▶ [Task statement] Lay out the lines of all the entries below as a numbered list, skipping blank lines. Leave the pictures out of your answer.

(Some records)

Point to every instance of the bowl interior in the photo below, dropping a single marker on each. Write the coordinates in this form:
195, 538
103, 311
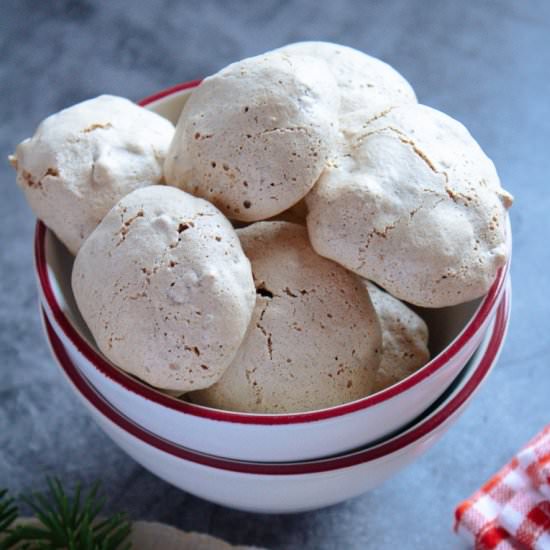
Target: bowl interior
445, 324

▶ [Reply to the exercise]
1. Point to every instance of the bowl interior in the photo below, dropping a single marker on each. Write the coordinates in this form:
2. 195, 538
3. 103, 311
4. Target: bowl interior
5. 445, 324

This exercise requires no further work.